- RECORDS SUPPLIED:
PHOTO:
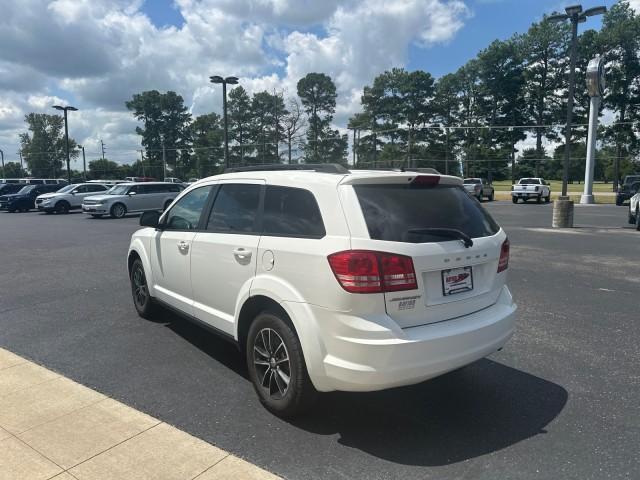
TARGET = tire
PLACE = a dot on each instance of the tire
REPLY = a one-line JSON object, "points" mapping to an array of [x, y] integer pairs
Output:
{"points": [[273, 354], [142, 300], [62, 207], [118, 210]]}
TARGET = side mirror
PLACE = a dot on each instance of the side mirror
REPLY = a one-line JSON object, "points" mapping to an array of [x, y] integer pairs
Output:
{"points": [[150, 218]]}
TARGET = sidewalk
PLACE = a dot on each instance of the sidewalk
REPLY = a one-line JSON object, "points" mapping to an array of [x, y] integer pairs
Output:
{"points": [[54, 428]]}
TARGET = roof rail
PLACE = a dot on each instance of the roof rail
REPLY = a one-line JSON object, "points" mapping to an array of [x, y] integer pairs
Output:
{"points": [[317, 167]]}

- OBJECTIVE: Please copy every entry above word for word, leaving out the picture.

- EXERCISE RESULT:
PHOTO:
TARGET = tire
PLACE = a dot on each instance of the tire
REPLY = a one-line JSON object, "points" mapping to an array of [x, y] integer pairs
Output:
{"points": [[273, 354], [142, 300], [62, 207], [118, 210]]}
TARGET = side mirror
PLACE = a dot on each instance of the side mirror
REPLY = a one-line JSON object, "points" mapping to an array of [x, y] integer pairs
Output:
{"points": [[150, 218]]}
TARGET = sidewalk
PLACE = a dot on each instance of the sidewalk
REPLY = a one-line JSON object, "points" mapping to an array of [x, y] integer pairs
Output:
{"points": [[54, 428]]}
TARGET = roof rail
PLACE = a dot on each instance of the roof rail
REPLY = a one-line JSON object, "points" mapping to an array of [x, y] integer pairs
Output:
{"points": [[317, 167]]}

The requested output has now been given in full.